Continue the forum thread about reviving a Bondi Blue iMac with a replacement logic board, starting after its final line.

(Selected excerpt)

I have a Bondi Blue Rev-A iMac (233 Mhz). I had it working with Tiger, but I left it unused for a couple of years (shame on me!). When I picked it up again, the PRAM battery had leaked and severely damaged the logic board. I managed to find a replacement board after a long time, and now I am trying to set it up.

The board didn't come with a PRAM battery, so I bought a new 3.6 V, half-AA battery. Right now the iMac is powering on, and I can hear the boot sound, but the power LED remains orange, and nothing more happens. I tried various combinations of PMU reset, CUDA reset, Command+Option+O+E or +P+R, but none helped.

Any help in troubleshooting more is welcome!!
 
Hi all! Happy to see a nice PowerPC Mac community here!

I have a Bondi Blue Rev-A iMac (233 Mhz). I had it working with Tiger, but I left it unused for a couple of years (shame on me!). When I picked it up again, the PRAM battery had leaked and severely damaged the logic board. I managed to find a replacement board after a long time, and now I am trying to set it up.

The board didn't come with a PRAM battery, so I bought a new 3.6 V, half-AA battery. Right now the iMac is powering on, and I can hear the boot sound, but the power LED remains orange, and nothing more happens. I tried various combinations of PMU reset, CUDA reset, Command+Option+O+E or +P+R, but none helped.

Any help in troubleshooting more is welcome!!

Do you hear a buzzing or hissing sound? Kind of hard to describe...

Does the CRT every turn on?

(End Selected excerpt)
(Dataset entries)

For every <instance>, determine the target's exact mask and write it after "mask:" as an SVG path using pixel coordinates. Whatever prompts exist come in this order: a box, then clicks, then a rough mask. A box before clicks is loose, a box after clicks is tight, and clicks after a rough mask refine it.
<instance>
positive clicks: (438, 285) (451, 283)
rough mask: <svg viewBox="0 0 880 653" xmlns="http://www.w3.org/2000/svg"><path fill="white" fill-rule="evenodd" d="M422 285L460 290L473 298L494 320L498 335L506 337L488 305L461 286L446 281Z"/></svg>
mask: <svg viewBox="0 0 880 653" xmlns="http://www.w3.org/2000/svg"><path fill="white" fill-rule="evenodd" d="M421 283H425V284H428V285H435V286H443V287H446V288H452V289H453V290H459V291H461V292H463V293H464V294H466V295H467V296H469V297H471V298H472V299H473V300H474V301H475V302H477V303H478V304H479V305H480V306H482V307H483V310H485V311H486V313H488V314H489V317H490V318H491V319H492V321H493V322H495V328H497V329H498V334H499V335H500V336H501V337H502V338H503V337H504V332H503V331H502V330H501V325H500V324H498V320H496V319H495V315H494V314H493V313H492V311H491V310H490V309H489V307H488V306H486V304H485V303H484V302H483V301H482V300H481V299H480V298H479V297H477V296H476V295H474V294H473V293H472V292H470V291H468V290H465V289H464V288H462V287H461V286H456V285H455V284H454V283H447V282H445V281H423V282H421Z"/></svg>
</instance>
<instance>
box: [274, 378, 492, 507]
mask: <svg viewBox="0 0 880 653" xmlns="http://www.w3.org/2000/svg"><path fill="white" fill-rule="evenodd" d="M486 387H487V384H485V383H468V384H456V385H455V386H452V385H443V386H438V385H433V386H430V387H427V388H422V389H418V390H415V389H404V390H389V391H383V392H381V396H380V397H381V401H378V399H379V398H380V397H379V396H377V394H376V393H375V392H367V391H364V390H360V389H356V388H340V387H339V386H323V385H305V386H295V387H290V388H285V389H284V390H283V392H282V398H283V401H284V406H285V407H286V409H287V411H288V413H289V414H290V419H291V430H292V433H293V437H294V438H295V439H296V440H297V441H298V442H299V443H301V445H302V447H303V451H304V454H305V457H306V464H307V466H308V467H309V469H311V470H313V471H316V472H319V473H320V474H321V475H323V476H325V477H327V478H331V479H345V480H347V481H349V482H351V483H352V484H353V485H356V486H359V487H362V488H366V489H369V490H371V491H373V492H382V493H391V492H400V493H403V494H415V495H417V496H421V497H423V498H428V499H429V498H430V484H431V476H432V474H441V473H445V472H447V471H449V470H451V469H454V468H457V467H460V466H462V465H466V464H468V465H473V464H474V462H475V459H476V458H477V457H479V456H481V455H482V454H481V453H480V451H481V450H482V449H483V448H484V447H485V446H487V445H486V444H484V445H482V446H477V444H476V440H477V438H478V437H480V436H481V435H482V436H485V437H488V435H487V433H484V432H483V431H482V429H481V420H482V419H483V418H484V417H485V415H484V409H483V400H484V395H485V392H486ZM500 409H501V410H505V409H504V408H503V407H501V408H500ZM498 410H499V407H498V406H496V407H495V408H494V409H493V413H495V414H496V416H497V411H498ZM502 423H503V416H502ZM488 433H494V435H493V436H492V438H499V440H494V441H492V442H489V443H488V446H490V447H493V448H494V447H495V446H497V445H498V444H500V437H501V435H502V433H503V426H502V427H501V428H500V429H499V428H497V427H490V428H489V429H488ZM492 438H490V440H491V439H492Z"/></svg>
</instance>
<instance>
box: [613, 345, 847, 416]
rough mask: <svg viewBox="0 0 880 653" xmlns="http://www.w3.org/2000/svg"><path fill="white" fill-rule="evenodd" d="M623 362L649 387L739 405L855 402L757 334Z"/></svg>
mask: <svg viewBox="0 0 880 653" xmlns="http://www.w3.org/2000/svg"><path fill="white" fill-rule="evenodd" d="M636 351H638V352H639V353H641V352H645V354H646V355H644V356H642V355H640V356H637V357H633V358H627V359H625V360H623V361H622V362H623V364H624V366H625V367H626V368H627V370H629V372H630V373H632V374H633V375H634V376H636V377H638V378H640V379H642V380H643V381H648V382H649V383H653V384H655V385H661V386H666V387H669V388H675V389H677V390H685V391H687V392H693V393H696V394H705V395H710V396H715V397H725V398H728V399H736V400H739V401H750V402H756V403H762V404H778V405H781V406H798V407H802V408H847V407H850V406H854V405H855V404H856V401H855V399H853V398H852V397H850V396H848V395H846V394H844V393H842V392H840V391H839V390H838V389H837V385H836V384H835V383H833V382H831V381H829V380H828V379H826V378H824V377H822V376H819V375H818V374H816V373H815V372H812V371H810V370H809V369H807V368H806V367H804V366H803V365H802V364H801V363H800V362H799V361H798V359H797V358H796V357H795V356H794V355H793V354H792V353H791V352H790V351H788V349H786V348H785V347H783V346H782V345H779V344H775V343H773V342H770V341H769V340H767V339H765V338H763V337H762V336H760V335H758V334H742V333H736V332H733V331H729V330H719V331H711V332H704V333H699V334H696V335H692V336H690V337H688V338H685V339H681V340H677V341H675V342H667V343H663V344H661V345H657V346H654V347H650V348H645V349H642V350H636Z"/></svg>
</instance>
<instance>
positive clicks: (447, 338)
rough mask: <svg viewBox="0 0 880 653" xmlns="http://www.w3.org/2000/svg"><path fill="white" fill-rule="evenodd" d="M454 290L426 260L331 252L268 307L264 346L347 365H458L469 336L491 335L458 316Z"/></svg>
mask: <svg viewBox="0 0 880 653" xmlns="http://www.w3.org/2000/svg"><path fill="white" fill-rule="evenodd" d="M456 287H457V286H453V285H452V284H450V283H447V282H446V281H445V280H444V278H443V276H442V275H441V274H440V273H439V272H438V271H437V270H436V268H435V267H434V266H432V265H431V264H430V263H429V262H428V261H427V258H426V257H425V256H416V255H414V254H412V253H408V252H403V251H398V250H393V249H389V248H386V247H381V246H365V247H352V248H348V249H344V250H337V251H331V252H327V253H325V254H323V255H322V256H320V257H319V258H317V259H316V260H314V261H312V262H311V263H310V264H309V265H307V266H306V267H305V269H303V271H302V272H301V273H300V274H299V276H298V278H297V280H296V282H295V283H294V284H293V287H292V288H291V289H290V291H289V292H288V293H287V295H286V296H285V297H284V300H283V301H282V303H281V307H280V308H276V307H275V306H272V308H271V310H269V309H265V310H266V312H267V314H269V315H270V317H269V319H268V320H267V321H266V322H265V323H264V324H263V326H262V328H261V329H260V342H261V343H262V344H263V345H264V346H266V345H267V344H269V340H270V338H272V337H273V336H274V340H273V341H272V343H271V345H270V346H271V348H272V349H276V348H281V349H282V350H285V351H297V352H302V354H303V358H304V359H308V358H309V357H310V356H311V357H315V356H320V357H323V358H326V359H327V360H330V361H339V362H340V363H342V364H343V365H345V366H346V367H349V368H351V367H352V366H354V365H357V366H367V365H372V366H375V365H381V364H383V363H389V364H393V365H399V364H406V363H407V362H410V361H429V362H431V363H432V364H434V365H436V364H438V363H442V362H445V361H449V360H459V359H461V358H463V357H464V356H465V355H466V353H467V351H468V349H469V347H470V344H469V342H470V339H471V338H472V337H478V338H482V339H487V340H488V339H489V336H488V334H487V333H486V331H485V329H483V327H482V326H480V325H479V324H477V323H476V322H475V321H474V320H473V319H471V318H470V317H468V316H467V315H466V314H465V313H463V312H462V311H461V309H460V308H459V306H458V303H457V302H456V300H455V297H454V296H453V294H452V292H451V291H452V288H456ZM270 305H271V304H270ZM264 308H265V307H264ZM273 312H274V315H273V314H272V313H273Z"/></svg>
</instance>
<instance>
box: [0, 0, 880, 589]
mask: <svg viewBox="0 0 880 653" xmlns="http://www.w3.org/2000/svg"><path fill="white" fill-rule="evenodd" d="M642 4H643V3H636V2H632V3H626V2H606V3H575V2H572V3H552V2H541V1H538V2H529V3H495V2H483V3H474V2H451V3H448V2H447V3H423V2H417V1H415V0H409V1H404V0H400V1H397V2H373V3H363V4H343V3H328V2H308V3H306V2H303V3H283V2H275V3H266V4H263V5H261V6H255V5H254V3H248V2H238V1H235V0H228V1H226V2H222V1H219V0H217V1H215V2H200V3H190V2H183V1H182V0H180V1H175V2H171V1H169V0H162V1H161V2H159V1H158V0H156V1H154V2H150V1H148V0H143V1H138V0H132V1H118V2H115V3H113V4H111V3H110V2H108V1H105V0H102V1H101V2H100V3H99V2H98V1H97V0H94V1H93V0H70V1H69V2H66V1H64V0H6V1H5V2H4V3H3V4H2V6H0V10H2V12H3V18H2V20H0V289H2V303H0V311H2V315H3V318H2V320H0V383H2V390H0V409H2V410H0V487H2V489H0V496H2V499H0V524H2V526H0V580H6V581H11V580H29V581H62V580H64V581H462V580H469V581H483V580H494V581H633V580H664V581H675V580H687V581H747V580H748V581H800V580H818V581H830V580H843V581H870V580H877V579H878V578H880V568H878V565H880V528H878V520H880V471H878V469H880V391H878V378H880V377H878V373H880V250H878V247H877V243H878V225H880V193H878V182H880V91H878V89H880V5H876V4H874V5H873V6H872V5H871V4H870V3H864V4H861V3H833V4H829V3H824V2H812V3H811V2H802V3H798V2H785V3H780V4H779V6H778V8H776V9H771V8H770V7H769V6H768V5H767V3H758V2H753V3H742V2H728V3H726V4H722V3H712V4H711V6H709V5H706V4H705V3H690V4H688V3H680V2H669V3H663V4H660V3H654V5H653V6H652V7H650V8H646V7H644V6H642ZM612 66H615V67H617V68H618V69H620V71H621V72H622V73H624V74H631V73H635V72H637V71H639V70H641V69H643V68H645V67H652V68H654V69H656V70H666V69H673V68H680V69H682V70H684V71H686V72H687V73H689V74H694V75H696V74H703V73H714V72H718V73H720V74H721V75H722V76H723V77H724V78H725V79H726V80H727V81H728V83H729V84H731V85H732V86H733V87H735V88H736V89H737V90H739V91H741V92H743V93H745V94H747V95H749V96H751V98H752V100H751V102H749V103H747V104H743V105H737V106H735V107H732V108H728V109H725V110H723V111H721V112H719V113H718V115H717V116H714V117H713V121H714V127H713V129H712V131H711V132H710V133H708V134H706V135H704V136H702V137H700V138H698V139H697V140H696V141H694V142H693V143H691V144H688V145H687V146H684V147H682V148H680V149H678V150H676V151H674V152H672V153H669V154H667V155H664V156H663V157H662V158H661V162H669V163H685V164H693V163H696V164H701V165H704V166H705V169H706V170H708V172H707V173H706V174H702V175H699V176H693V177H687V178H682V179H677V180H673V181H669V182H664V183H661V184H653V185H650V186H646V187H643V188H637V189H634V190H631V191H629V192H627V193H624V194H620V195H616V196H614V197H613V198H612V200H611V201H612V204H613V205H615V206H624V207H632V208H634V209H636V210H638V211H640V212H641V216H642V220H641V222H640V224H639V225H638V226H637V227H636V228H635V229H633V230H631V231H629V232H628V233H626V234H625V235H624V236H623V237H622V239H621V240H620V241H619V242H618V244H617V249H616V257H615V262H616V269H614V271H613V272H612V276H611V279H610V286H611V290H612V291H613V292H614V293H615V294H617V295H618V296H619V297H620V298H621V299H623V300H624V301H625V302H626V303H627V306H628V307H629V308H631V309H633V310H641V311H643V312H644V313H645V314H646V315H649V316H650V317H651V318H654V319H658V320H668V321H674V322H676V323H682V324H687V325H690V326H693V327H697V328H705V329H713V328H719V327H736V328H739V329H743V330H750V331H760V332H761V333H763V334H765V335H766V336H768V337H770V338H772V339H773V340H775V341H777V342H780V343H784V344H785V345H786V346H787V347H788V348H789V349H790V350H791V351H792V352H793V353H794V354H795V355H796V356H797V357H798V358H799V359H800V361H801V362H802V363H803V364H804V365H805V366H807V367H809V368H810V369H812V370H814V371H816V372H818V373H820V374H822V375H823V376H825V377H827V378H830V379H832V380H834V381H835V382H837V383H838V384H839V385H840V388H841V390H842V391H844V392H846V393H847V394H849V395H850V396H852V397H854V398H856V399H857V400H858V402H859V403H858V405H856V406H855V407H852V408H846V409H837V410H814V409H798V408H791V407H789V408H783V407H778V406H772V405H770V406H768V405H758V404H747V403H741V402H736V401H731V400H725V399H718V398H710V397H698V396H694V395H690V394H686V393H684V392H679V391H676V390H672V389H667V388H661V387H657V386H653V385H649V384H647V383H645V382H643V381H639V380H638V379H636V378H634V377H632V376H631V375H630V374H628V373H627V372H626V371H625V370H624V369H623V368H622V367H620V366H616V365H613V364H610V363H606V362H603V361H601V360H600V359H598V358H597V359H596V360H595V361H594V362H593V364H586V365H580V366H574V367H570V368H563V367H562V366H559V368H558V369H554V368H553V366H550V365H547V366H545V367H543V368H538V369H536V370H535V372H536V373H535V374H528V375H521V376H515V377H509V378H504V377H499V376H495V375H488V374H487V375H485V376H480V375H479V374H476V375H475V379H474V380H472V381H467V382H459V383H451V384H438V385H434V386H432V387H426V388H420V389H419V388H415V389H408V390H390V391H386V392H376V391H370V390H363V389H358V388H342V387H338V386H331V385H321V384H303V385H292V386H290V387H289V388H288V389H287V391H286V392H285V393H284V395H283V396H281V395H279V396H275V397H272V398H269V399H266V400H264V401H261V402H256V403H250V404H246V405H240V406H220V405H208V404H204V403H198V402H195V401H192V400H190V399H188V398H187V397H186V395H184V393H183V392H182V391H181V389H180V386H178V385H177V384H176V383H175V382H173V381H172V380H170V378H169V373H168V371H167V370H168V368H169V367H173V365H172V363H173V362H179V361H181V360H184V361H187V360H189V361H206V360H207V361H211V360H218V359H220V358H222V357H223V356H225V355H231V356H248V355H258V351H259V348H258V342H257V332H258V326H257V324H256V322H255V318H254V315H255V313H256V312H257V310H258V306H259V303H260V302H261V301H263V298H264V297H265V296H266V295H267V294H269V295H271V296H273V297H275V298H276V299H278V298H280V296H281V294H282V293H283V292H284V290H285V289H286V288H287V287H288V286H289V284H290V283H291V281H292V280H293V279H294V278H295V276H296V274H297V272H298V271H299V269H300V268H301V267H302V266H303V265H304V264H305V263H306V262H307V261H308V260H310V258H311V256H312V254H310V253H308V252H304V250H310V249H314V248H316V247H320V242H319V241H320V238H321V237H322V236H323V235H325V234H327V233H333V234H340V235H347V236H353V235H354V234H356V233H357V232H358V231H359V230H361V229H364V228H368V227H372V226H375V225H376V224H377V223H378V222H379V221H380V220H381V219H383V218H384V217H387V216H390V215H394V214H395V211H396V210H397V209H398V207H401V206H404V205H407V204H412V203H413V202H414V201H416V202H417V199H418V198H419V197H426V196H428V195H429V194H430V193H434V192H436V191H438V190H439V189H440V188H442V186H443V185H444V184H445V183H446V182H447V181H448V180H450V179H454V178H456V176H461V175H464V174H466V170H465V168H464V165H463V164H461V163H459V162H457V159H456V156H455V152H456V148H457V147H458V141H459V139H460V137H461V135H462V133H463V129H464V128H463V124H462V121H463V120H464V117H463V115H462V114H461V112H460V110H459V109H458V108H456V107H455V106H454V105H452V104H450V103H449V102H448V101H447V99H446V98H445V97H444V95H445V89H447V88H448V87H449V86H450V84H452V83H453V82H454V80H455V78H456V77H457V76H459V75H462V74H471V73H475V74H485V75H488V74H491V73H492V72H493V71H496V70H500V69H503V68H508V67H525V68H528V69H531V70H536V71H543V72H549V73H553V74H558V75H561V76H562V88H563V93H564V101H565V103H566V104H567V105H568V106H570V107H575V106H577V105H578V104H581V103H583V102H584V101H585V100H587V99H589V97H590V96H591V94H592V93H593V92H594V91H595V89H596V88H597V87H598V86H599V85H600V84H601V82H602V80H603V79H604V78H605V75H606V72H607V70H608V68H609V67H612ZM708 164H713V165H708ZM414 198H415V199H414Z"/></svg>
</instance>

(End Dataset entries)

Answer for the task ▸
There is a continuous buzzing when I connect it to the power chord. When I power it on, I hear some sort of a "click" from the CRT, but it doesn't actually turn on. After the sound it remains black&turned off, and the LED is orange.
 
There is a continuous buzzing when I connect it to the power chord. When I power it on, I hear some sort of a "click" from the CRT, but it doesn't actually turn on. After the sound it remains black&turned off, and the LED is orange.

Sounds to me like a blown PAV board.
 
I don't actually know which part the PAV board is, but wouldn't its failure prevent completely the mac from powering on? I do even get the boot sound, and I can hear the disk doing a startup check - if I try to remove the CPU board, I obviously don't hear the sound and the hard disk spins plainly.
 
I don't actually know which part the PAV board is, but wouldn't its failure prevent completely the mac from powering on? I do even get the boot sound, and I can hear the disk doing a startup check - if I try to remove the CPU board, I obviously don't hear the sound and the hard disk spins plainly.

It is normally indicated by weird sounds not coming from the CRT or hard drive. Remember the iMacs are fanless so you won't hear them running.
 
IIRC, the way to test this is to disconnect the video cable from the motherboard and attach an external monitor. It should boot with the monitor.
 
IIRC, the way to test this is to disconnect the video cable from the motherboard and attach an external monitor. It should boot with the monitor.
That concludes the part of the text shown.